▶ _Action item_: Print out the entries, word for word.

■ ■ ■ ■

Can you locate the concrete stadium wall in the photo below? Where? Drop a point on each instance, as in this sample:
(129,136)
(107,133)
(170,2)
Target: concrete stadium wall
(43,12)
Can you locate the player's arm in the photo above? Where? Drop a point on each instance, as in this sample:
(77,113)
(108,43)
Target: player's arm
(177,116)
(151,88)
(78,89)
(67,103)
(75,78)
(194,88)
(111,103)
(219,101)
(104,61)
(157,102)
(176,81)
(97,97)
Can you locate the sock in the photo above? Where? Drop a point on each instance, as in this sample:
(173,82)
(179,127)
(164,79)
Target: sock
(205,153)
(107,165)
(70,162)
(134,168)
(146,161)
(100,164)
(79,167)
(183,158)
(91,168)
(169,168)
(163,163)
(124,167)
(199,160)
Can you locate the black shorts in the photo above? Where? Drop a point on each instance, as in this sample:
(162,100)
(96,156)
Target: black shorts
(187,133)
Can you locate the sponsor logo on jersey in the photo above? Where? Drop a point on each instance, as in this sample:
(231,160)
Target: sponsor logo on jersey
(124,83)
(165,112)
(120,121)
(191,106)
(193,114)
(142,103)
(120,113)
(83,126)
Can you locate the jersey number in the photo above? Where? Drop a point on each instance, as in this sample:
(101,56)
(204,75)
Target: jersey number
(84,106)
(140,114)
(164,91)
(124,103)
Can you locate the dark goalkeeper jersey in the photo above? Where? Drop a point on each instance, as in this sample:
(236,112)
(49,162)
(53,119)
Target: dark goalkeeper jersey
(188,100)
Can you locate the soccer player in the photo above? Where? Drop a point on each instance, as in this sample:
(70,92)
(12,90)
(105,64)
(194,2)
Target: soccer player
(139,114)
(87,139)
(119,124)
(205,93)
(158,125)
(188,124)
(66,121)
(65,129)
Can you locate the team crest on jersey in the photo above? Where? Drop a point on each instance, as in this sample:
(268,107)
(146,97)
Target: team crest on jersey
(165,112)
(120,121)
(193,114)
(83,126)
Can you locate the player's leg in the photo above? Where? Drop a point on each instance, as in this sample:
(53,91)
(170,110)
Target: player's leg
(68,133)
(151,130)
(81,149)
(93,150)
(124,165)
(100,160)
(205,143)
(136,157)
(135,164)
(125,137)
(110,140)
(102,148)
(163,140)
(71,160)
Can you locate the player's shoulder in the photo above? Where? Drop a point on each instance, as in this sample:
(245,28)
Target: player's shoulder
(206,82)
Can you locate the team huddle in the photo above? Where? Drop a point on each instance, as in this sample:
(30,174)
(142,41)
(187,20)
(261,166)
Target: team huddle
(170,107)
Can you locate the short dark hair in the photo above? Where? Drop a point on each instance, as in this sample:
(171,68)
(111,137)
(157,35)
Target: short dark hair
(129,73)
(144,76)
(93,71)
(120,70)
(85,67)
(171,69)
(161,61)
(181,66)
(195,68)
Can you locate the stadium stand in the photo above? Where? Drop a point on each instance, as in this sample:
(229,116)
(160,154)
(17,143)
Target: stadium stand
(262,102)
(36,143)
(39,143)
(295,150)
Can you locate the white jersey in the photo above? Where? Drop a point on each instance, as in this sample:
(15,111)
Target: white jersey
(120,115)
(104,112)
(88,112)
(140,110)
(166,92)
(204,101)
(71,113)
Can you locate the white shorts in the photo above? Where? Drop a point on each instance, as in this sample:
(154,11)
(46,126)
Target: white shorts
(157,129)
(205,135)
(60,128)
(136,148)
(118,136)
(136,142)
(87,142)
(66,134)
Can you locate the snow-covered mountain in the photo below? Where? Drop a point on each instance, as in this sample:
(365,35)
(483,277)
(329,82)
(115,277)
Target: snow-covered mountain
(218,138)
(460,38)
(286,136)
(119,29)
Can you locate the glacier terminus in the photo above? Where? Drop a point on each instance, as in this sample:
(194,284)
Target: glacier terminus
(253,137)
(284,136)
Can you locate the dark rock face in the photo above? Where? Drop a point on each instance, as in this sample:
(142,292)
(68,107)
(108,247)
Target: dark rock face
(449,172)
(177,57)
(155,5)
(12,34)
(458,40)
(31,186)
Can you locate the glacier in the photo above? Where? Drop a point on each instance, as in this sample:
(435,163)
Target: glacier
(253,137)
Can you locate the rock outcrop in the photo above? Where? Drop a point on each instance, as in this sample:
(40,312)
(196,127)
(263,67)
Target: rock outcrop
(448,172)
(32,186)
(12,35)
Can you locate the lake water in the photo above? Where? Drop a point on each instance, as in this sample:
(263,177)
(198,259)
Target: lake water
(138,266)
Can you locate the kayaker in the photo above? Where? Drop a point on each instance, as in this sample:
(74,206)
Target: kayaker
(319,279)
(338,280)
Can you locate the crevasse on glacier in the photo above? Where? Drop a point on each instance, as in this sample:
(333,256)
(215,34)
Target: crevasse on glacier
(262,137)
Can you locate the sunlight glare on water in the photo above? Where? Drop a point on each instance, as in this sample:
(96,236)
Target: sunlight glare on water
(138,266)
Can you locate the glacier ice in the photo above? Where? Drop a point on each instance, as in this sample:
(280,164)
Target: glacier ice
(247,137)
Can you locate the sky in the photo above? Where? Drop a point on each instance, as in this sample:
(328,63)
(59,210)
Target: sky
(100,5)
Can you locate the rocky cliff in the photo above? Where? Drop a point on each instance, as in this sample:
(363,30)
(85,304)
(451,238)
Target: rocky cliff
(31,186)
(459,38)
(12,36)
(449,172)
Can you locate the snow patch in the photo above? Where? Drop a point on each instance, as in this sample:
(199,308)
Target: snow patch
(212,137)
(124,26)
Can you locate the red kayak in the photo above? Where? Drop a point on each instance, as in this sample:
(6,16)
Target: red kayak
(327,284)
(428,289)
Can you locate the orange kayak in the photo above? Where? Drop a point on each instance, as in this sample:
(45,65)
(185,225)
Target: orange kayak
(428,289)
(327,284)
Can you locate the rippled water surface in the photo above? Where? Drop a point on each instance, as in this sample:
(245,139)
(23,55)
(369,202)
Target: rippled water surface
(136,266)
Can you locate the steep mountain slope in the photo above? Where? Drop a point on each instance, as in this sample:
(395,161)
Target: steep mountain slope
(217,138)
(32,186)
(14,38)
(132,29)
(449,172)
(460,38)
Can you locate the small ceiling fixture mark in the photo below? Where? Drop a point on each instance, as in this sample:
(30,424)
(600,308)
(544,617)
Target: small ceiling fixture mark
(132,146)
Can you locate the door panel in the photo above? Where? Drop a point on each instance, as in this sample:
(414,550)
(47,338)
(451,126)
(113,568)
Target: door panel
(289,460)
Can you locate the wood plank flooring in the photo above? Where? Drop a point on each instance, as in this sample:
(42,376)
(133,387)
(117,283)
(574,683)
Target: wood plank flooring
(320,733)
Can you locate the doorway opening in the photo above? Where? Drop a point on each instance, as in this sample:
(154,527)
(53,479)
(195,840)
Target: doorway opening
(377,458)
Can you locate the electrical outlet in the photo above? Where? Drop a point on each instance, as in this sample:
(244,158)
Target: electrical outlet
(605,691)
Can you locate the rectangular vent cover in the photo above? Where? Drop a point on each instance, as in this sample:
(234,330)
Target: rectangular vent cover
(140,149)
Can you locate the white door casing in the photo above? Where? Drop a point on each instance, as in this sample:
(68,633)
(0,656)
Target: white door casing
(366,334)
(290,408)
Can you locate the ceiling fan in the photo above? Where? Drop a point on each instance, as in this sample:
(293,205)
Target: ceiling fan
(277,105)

■ ■ ■ ■

▶ _Result for this task_:
Can you locate the concrete stadium wall in the photo below? Where? Drop a point on each instance, as in this sample:
(129,136)
(107,133)
(170,2)
Target: concrete stadium wall
(43,12)
Can you locate the player's arm in the photo above? Where? Drop a point on each instance, as in this sample:
(77,113)
(108,43)
Target: player's arm
(177,116)
(151,88)
(78,89)
(67,103)
(75,78)
(194,88)
(111,103)
(219,101)
(104,61)
(157,102)
(176,81)
(97,97)
Can you locate the sock in the photo above? Where? Drop a point on each instance, as in this sample:
(173,82)
(179,127)
(164,79)
Target: sock
(205,153)
(107,165)
(70,162)
(134,168)
(146,161)
(100,164)
(79,167)
(183,158)
(91,168)
(169,168)
(163,163)
(124,167)
(199,160)
Can you locate the black shorts in the photo above? Where? Drop a point on each instance, as in this sample:
(162,100)
(96,156)
Target: black shorts
(187,133)
Can you locate the sponsor logo on jersey in the photo above? Where? Drop a point on each instance, as in this sample:
(231,160)
Target: sponsor logo on jersey
(124,83)
(165,112)
(120,121)
(191,106)
(193,114)
(142,103)
(120,113)
(83,126)
Can you locate the jersey number in the photo above? Where? Drop a point on each instance, as in this sample:
(101,56)
(204,75)
Target: jersey number
(84,106)
(140,114)
(164,91)
(124,103)
Can you locate the dark goalkeeper jersey in the photo above? Where? Drop a point on each instance, as in this sample:
(236,112)
(49,162)
(53,119)
Target: dark goalkeeper jersey
(188,100)
Can you locate the soccer player in the photo above? Where? Drop a point on each instance, as in this sample:
(70,92)
(12,90)
(105,64)
(194,2)
Target: soccer player
(139,114)
(87,139)
(119,124)
(205,93)
(158,125)
(188,124)
(66,121)
(65,129)
Can you locate the team crest on jersey in the photo above? Where? Drop a point on each instance, as in this sample:
(268,107)
(146,97)
Target: team crest on jersey
(165,112)
(120,121)
(193,114)
(83,126)
Can you locate the player's leg in the photo above? Where? Drop a point on each instance, as in this sample:
(53,91)
(170,110)
Target: player's leg
(68,133)
(151,130)
(81,149)
(93,150)
(124,165)
(100,160)
(205,143)
(136,157)
(135,164)
(125,137)
(110,140)
(102,148)
(163,140)
(71,160)
Can you locate the player's shoulder in the photo above? Where? Drop a point on each instance, as in this sample:
(245,28)
Target: player's shoulder
(206,82)
Can you locate the team huddle in the photo above? Where? Drop a point on each instance, as in this sample:
(30,174)
(142,41)
(187,20)
(261,166)
Target: team huddle
(170,107)
Can you locate the short dark hair in the photo above? Where? Drop a point on each instance, as in this sample:
(171,68)
(111,137)
(157,35)
Target: short dark hair
(129,73)
(144,76)
(93,71)
(120,70)
(85,67)
(171,69)
(161,61)
(181,66)
(195,68)
Can you locate the stadium stand in the photo above? Where? Drop a point on each instance, as in this sample:
(229,116)
(160,154)
(17,143)
Target: stadium stand
(262,102)
(36,143)
(39,143)
(295,150)
Can you locate the white jersey in the photo above? Where? Drop a point on each instance, as in this sample:
(15,111)
Target: white jersey
(120,115)
(104,112)
(88,112)
(140,110)
(166,92)
(204,101)
(71,113)
Can you locate the white shorts in the photo above? Where? Drop a point on each instance, as in this sample:
(154,11)
(46,126)
Target: white shorts
(157,129)
(205,135)
(60,128)
(136,148)
(118,136)
(136,142)
(87,142)
(66,134)
Can you locate the snow-covered mountain in the photo below? Where? Drop a point on each instance, as in this sample:
(365,35)
(483,277)
(329,82)
(115,277)
Target: snow-covered mountain
(218,138)
(460,38)
(286,136)
(119,29)
Can you locate the glacier terminus in the photo above? Where? Drop a point on each instance, as in this sample:
(194,284)
Target: glacier terminus
(253,137)
(284,136)
Can you locate the dark rock face in the photo above? Where? Drop a point on each instance, as in this sample:
(142,292)
(68,107)
(108,247)
Target: dark rock face
(449,172)
(177,57)
(155,5)
(12,34)
(458,40)
(31,186)
Can you locate the glacier in the photo above? Where? Drop a point on each instance, as in this sample:
(435,163)
Target: glacier
(253,137)
Can you locate the rock outcrop in the photo above? Where? Drop a point on each instance, as in this sample:
(40,312)
(196,127)
(263,67)
Target: rock outcrop
(448,172)
(32,186)
(12,35)
Can you locate the lake water in the photo above? Where? Drop a point on each instance, as in this sample:
(263,177)
(198,259)
Target: lake water
(138,266)
Can you locate the kayaker in the photo above? Where? Drop a point on each instance, as in this sample:
(74,206)
Target: kayaker
(319,279)
(338,280)
Can you locate the crevasse on glacier in the photo above? Where? Drop a point on each instance, as in this sample:
(333,256)
(215,34)
Target: crevasse on glacier
(262,137)
Can you locate the sunlight glare on water in the photo above? Where? Drop a point on each instance, as in this sample:
(96,236)
Target: sunlight glare on water
(138,266)
Can you locate the glacier ice in the photo above? Where? Drop a point on each instance, as in this sample:
(280,164)
Target: glacier ice
(247,137)
Can you locate the sky in the photo above? Where? Drop a point on each instance, as in this sample:
(328,63)
(59,210)
Target: sky
(100,5)
Can you locate the rocky cliff in the photo above? Where? Drop a point on each instance, as in this sample:
(363,30)
(85,304)
(451,238)
Target: rocky cliff
(31,186)
(459,38)
(12,36)
(449,172)
Can you locate the snow patch in the photo above? Where? Drop a point on each instance, as in this sample:
(199,308)
Target: snow patch
(212,137)
(124,26)
Can you locate the red kayak in the photo above? Where? Drop a point on each instance, as in this sample:
(6,16)
Target: red kayak
(327,284)
(428,289)
Can you locate the orange kayak in the photo above? Where? Drop a point on each instance, as in this sample:
(45,65)
(185,225)
Target: orange kayak
(428,289)
(327,284)
Can you locate the rippled water surface in the photo above? Where? Drop a point on each instance, as in this sample:
(245,139)
(23,55)
(369,202)
Target: rippled water surface
(136,266)
Can you locate the steep mountain slope in the photo above? Where? Drop a point on each instance, as in this sample:
(395,161)
Target: steep mountain slope
(217,138)
(32,186)
(14,38)
(132,29)
(449,172)
(460,38)
Can you locate the small ceiling fixture mark in the photo below? Where? Drop a point on each instance, as in this sample:
(30,424)
(600,308)
(544,617)
Target: small ceiling fixture mark
(132,146)
Can you locate the door panel in the photo above? Where? Drop a point on each instance, as in this sample:
(414,550)
(47,338)
(451,126)
(113,568)
Target: door panel
(289,460)
Can you locate the wood plank flooring in the photo above? Where? Drop a point on each instance, as in this sample:
(42,376)
(133,387)
(117,283)
(574,683)
Target: wood plank flooring
(320,733)
Can you locate the doorway opening in the photo above? Where? Drop a point on each instance, as in this sample:
(154,527)
(53,479)
(195,840)
Target: doorway opening
(377,458)
Can you locate the electrical outlet in the photo above? Where? Drop a point on each instance, as in this sample:
(244,158)
Target: electrical outlet
(605,691)
Can you locate the rectangular vent cover in the photo above? Where? Drop a point on each instance, as in this sample:
(234,330)
Target: rectangular vent cover
(140,149)
Can you locate the white door casing in the photo above? Where? Drop a point on each instance, as in this sample:
(68,633)
(0,656)
Target: white door casing
(366,334)
(290,408)
Can you locate the ceiling fan in the photo above? Where? Drop a point on each instance, as in this sample:
(293,205)
Target: ceiling fan
(277,105)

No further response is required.